| Task directions |
Retype the listing below from the line with "Where can you find the barber's face" to the line with "pixel 191 145", including both of those lines, and leave out the picture.

| Input data |
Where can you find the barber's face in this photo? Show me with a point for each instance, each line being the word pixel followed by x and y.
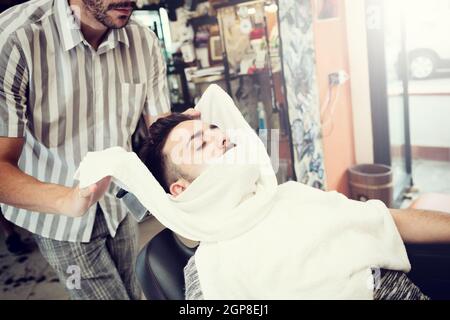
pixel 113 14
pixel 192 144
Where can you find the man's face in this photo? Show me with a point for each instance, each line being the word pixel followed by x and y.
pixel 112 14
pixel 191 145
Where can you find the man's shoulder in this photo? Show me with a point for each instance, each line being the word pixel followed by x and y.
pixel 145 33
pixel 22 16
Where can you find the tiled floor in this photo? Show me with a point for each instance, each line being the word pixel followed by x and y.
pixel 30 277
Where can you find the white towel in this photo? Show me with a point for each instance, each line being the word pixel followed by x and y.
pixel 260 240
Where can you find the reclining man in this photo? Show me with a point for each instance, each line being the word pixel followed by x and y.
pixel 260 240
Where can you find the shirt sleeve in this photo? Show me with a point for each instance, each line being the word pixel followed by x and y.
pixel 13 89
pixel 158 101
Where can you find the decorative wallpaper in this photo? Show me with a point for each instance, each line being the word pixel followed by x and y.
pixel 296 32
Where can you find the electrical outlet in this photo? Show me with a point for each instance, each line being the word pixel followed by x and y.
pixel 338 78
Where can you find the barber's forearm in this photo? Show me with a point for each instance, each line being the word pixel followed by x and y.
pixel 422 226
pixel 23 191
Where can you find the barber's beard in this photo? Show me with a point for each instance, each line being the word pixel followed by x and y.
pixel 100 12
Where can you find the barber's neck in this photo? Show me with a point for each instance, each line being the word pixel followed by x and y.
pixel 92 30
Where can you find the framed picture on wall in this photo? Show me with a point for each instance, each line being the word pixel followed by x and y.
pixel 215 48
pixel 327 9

--

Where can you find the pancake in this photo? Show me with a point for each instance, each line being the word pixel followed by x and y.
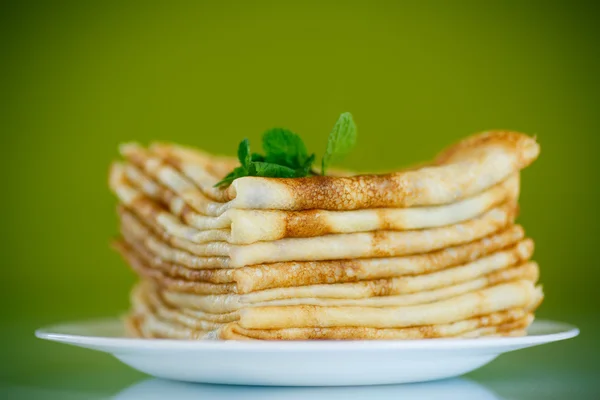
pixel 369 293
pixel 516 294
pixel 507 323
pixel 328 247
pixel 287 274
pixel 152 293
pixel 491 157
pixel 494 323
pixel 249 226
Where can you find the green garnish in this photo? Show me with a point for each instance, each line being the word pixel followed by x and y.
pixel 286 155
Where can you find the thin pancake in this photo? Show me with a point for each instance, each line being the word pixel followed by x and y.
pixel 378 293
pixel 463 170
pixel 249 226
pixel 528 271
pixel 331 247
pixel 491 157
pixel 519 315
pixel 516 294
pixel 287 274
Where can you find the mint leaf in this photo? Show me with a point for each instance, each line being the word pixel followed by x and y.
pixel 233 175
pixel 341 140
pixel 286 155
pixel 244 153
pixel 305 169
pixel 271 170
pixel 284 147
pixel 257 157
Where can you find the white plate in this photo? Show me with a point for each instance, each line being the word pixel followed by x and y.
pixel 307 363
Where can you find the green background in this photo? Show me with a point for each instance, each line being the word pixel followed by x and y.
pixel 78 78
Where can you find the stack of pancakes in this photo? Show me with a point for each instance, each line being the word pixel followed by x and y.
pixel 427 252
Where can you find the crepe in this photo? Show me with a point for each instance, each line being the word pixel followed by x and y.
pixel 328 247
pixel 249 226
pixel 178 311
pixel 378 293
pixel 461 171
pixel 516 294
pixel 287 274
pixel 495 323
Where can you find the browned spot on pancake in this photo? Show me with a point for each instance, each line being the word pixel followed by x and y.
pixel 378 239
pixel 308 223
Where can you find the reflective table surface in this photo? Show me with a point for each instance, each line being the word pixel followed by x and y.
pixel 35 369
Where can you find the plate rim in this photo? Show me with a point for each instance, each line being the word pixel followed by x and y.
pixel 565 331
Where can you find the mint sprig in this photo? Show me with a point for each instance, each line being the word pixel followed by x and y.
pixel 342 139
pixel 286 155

| Exercise answer |
Where can you find the barber's face in this photo? Show me with a point for each instance, each line being the word pixel followed by x and y.
pixel 113 14
pixel 192 144
Where can you find the man's face in this photo? Show me with a point for each instance, each line being the word pixel followed by x and y.
pixel 112 14
pixel 191 145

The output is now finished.